### Texte proposé
Par l’adoption en première lecture, mardi, de la proposition de loi "visant à renforcer la lutte contre les violences sexuelles et sexistes", les députés français ont validé l’inscription dans le code pénal français de la notion de "contrôle coercitif", au cœur des violences conjugales. Une notion qui concerne disproportionnellement les femmes et indissociablement les enfants.

La violence conjugale n’est pas la somme d’"actes" épisodiques, mais un système de domination qui commence bien avant qu’un coup ne soit porté. À l’instar d’un nombre croissant de pays étrangers, le droit pénal français le reconnaît désormais. L’Assemblée nationale a adopté (par 137 voix pour, 20 contre et 64 abstentions), mardi 28 janvier, la proposition de loi permettant d’inscrire dans le code pénal la notion de "contrôle coercitif", une forme de violence psychologique visant à instaurer un contrôle et une domination permanents sur l’autre. Dans l’écrasante majorité des cas, ces comportements de prédation sont déployés par l’homme pour assujettir sa conjointe.

Contrôle du téléphone, des fréquentations, de la tenue vestimentaire, harcèlement moral, dénigrement constant, intimidation, isolement, insultes, menaces... Des violences que la députée socialiste Colette Capdevielle qualifie de "terrorisme patriarcal", précédant "neuf fois sur dix les féminicides".

Des traumatismes communs avec les prisonniers de guerre (...)

"La victime vit les mêmes atteintes aux droits que les prisonniers de guerre, ou que quelqu’un qui vit dans un système totalitaire politiquement", explique dans l’épisode 12 du podcast "Un poing c’est tout" la Dre Andreea Gruev-Vintila, maîtresse de conférences en psychologie sociale à l’université Paris-Nanterre et autrice du livre "Le Contrôle coercitif. Au cœur de la violence conjugale" (éd. Dunod), premier ouvrage de référence en français sur le plan mondial.

Exposées à des violences répétées, prolongées et se trouvant en situation de captivité, "ces victimes développent un type particulier de trauma : le syndrome de stress post-traumatique complexe (SSPT-C)", que présentent les victimes exposées à ce type de violences, "qu’il s’agisse de prisonniers de guerre, d’otages de sectes ou de victimes de violence conjugale", poursuit la chercheuse, également fondatrice de l’Institut des hautes études appliquées sur le contrôle coercitif (IHEACC).

En 2012, Evan Stark révélait dans un rapport se penchant sur "le contrôle coercitif et la défense de la liberté" qu’entre 60 et 80 % des femmes demandant de l’aide pour des violences conjugales ont subi un contrôle coercitif à travers de multiples tactiques pour les effrayer, les isoler, les dégrader et les subordonner, ainsi que des agressions et des menaces.

Enregistrements d'annotation:
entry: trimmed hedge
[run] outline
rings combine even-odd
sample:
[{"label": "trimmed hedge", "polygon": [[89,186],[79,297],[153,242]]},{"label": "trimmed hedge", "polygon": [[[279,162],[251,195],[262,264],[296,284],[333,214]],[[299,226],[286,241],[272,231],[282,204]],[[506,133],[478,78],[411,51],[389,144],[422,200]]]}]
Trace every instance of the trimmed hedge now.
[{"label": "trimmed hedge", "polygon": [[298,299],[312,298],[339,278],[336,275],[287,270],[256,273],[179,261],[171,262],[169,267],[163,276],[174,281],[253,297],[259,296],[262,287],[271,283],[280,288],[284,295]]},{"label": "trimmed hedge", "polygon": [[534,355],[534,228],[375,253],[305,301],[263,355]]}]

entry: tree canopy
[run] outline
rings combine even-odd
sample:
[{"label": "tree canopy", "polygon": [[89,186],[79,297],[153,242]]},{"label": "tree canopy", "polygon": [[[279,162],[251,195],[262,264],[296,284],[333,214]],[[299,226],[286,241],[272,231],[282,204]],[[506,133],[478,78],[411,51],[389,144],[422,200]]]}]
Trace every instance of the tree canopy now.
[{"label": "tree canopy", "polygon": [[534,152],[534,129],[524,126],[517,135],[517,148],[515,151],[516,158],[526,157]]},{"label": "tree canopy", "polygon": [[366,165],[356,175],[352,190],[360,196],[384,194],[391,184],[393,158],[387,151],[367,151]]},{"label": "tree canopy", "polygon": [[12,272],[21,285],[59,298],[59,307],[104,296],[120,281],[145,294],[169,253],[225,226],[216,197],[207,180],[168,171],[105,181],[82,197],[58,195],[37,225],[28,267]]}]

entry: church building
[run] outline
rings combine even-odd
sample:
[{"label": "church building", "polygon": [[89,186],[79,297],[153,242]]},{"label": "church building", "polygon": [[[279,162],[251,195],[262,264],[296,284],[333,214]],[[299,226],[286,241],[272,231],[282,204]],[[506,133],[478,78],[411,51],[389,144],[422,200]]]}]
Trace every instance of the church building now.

### Objectif
Poursuivez le texte sur le contrôle coercitif à partir de sa dernière phrase.

### Résultat
Des effets plus graves dans les couples hétérosexuels (...)

"Le contrôle coercitif en tant que processus n’est pas genré. Cependant, il a des effets plus graves dans les couples hétérosexuels à cause des inégalités structurelles entre les hommes et les femmes." (...)

Début janvier, dans le podcast "Un poing c’est tout", Andreea Gruev-Vintila soulignait l’importance que la notion de contrôle coercitif soit reconnue en France, dans un contexte international où le concept est utilisé dans un nombre croissant de législations.

Dans son ouvrage, elle décrit d’ailleurs spécifiquement la situation française dans laquelle l’incrimination de la violence conjugale échouait jusqu’ici à condamner et responsabiliser les auteurs, et à protéger les victimes.

L’indispensable reconnaissance juridique (...)

Une loi française "révolutionnaire"

Comme le rappelait en 2023 Andreea Gruev-Vintila dans un article coécrit avec Evan Stark dans The Conversation, "cette nouvelle législation [en France] pourrait contribuer à la protection de 213 000 femmes, dont 82 % de mères, et de leurs 398 310 enfants covictimes de violence conjugale, empêcher le meurtre et le suicide de centaines de partenaires, d’ex-partenaires et d’enfants chaque année.

Dans sa lettre de novembre 2021, le Haut conseil à l’égalité entre les femmes et les hommes qualifiait en effet le taux de condamnation des auteurs de violence conjugale de "véritable système d’impunité". "L’écart entre les infractions sanctionnées et la réalité de la violence telle qu’elle est vécue par les victimes peut éroder leur confiance dans la justice", déplorait alors dans son article Andreea Gruev-Vintila.

La chercheuse se réjouit de cette nouvelle loi française, qu’elle qualifie de "révolutionnaire, parce qu’elle ne fait pas qu’incriminer le contrôle coercitif, mais le fait aussi entrer dans le droit civil". (...)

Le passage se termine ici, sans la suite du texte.